- **SOURCE DATA**
|---|
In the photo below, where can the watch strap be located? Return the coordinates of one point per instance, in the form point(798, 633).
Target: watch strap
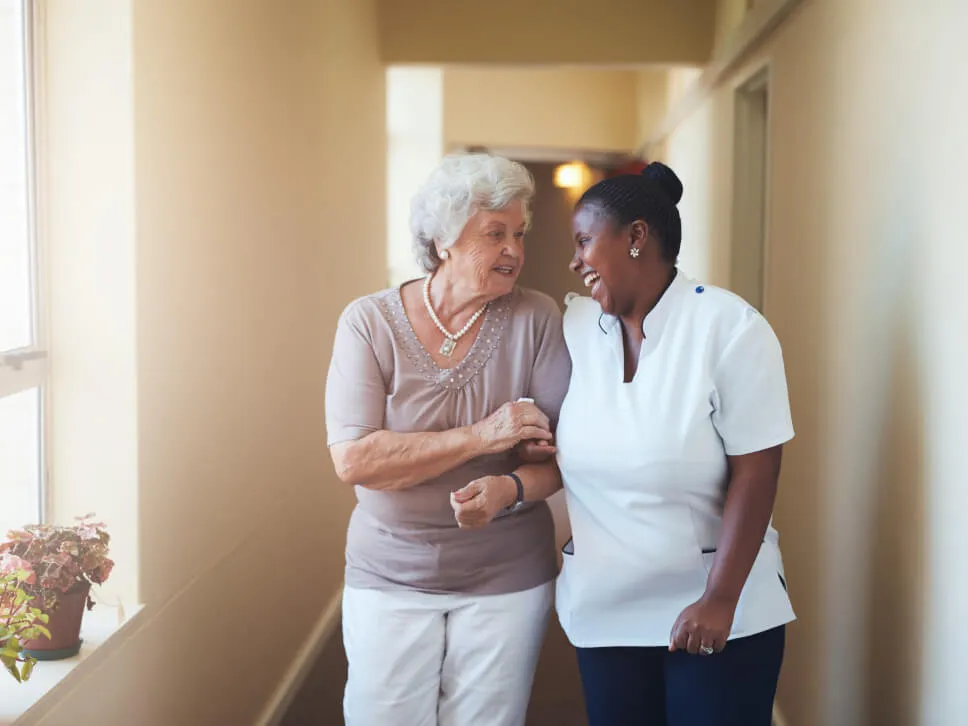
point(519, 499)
|---|
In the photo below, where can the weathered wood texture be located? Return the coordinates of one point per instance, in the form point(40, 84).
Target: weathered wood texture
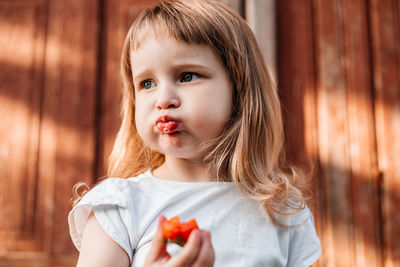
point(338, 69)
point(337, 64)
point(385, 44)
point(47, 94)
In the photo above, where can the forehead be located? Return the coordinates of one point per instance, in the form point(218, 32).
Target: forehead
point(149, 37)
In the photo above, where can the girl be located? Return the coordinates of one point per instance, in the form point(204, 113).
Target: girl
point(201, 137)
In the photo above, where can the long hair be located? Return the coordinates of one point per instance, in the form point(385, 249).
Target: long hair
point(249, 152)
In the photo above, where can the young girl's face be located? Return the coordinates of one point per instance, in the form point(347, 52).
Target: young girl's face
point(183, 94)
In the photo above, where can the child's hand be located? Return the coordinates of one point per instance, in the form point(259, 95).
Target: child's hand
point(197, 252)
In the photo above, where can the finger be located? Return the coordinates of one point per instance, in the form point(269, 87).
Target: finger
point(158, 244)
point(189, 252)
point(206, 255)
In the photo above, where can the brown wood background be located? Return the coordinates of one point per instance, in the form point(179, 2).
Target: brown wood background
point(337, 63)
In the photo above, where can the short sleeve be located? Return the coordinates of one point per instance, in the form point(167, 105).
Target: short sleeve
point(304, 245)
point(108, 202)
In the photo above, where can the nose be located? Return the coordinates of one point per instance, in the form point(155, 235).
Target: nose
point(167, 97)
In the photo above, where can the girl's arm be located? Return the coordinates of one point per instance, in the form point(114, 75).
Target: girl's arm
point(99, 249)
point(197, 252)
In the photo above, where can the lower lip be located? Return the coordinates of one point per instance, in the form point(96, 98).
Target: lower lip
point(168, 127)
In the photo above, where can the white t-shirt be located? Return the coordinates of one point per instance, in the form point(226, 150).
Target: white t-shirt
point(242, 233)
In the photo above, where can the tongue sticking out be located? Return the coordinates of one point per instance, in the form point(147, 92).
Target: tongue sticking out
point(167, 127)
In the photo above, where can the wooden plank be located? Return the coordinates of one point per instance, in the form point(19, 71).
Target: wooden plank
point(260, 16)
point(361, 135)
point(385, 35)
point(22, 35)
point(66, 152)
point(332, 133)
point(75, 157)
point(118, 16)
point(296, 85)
|---|
- **ACTIVITY**
Each line of the entries holding the string "below" should be found and copied.

- **WRITTEN ANSWER**
In the photo below, where can the watch strap be located? Return the coordinates of one point per instance, in the form point(798, 633).
In the photo below, where can the weathered wood texture be located? Return the coordinates of one point per instance, in the form point(40, 84).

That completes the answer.